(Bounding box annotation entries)
• • • • • • •

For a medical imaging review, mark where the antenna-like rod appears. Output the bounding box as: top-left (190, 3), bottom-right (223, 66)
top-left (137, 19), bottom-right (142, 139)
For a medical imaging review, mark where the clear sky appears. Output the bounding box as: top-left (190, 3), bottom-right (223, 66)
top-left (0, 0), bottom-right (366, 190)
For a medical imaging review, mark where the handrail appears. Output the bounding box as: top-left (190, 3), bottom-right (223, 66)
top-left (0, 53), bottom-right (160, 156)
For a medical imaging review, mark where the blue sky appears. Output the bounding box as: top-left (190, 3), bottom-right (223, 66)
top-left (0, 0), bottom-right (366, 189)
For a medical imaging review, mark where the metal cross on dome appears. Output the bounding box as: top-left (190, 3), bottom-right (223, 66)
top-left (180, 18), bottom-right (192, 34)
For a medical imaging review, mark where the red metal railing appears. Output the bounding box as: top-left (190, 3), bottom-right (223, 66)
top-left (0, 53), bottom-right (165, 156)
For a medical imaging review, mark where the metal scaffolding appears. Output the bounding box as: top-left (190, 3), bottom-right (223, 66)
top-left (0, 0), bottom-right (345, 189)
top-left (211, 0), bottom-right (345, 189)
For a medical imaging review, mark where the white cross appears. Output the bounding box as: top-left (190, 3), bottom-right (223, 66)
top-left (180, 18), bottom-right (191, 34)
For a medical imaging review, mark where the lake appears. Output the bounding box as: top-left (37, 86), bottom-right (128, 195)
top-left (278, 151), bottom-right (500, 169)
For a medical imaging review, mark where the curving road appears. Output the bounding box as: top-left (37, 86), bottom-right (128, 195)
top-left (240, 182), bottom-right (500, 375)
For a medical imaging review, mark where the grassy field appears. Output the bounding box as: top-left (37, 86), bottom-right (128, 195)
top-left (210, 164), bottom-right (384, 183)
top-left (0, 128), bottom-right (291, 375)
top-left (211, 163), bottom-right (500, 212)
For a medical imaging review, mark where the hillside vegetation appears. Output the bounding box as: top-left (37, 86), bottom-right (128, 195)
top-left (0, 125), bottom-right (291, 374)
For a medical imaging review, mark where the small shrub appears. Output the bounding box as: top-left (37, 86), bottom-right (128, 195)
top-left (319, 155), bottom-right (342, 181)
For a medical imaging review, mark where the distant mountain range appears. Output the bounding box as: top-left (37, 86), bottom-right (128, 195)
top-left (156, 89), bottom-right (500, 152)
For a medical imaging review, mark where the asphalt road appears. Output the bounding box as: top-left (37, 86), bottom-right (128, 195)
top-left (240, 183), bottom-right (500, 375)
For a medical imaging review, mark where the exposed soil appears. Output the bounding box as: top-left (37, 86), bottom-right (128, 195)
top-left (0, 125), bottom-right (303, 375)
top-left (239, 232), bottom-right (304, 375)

• • • • • • •

__STATED EXERCISE__. Please reproduce the data above word for word, starting at the line that contains "For a medical imaging review, mark where the small" and ending at the last line of the data.

__OUTPUT__.
For a medical imaging review, mark where the small shrub appears. Output the bounding box as: top-left (37, 86), bottom-right (128, 195)
top-left (319, 155), bottom-right (342, 181)
For a medical imaging review, mark where the distant mountain range appears. Output the bounding box as: top-left (37, 86), bottom-right (128, 195)
top-left (156, 89), bottom-right (500, 152)
For a medical imaging review, mark where the asphalt road appears. Output the bounding box as: top-left (37, 86), bottom-right (128, 195)
top-left (240, 183), bottom-right (500, 375)
For a medical imaging review, mark where the exposed soil appears. Output the bounding box as: top-left (37, 86), bottom-right (128, 195)
top-left (0, 125), bottom-right (303, 375)
top-left (239, 232), bottom-right (304, 375)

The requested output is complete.